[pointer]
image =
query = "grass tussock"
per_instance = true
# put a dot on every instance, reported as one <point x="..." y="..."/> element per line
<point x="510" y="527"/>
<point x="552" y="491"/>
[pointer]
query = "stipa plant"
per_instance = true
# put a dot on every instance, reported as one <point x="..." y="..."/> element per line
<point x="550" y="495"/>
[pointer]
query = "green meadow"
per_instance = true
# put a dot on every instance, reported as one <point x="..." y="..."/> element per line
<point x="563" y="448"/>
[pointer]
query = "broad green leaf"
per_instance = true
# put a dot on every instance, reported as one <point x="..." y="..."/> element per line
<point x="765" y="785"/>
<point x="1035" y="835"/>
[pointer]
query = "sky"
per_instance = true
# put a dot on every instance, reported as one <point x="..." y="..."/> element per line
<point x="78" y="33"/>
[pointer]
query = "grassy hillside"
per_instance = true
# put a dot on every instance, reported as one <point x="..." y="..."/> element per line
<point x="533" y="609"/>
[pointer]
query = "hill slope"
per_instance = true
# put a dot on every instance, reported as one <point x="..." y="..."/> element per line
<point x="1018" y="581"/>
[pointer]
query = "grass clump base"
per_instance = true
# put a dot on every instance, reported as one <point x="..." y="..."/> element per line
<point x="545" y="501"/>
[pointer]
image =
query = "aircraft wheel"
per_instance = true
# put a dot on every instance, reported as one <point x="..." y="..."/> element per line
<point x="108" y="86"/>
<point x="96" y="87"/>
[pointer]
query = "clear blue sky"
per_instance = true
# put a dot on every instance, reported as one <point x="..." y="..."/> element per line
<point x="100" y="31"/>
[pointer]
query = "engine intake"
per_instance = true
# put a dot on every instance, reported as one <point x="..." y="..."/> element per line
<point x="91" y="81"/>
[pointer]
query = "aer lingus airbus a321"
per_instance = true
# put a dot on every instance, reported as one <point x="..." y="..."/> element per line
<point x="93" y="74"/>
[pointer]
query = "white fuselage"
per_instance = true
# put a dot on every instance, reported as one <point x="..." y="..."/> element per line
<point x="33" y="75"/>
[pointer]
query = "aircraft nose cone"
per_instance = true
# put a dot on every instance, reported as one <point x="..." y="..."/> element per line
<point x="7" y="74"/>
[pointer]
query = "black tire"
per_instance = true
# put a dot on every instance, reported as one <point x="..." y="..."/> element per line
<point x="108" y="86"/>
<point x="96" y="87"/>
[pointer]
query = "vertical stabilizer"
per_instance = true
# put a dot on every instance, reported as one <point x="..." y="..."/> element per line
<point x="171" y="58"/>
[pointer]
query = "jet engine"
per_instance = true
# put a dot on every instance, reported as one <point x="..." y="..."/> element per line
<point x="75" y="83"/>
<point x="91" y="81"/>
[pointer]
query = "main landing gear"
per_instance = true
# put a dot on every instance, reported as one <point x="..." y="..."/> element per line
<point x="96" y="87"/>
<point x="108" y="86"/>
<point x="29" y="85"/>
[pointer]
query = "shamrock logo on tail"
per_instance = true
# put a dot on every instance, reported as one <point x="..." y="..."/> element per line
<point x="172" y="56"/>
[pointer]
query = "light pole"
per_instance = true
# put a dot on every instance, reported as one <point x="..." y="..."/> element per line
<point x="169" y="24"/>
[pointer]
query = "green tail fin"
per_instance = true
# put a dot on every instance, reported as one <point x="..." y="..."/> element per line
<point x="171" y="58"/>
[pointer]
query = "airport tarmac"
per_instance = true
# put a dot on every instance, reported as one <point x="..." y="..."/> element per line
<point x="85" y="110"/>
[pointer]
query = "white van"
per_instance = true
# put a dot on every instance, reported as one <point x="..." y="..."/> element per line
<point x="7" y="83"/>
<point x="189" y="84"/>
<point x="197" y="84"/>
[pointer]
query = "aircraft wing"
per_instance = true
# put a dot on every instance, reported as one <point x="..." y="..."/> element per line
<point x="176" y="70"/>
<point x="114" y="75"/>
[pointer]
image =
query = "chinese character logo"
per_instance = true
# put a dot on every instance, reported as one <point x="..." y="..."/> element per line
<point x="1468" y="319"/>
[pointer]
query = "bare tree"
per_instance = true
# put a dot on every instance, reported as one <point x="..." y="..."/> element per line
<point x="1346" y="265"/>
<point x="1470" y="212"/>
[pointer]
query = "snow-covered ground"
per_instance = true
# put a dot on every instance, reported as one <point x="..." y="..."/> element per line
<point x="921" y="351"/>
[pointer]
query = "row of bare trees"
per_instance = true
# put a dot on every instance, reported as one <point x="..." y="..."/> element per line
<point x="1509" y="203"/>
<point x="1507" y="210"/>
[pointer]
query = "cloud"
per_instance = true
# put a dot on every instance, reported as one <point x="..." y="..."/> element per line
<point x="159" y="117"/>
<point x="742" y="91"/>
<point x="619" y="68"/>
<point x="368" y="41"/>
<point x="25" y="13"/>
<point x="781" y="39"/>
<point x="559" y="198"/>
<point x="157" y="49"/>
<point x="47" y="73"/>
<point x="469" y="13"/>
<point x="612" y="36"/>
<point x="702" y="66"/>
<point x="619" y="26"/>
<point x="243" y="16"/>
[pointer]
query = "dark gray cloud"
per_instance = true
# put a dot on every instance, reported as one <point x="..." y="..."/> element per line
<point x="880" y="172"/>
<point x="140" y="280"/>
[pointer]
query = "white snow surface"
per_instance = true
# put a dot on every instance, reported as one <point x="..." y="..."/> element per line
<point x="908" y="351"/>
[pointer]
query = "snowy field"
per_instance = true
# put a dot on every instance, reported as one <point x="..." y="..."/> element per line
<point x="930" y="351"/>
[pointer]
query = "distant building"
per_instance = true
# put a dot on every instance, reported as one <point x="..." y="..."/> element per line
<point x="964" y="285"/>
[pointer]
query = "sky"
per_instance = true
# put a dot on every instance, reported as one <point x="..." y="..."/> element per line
============================================================
EXERCISE GOAL.
Find the lines in the data that include "engine", then copy each of them.

WRITTEN RESPONSE.
query = "engine intake"
query = "jet engine"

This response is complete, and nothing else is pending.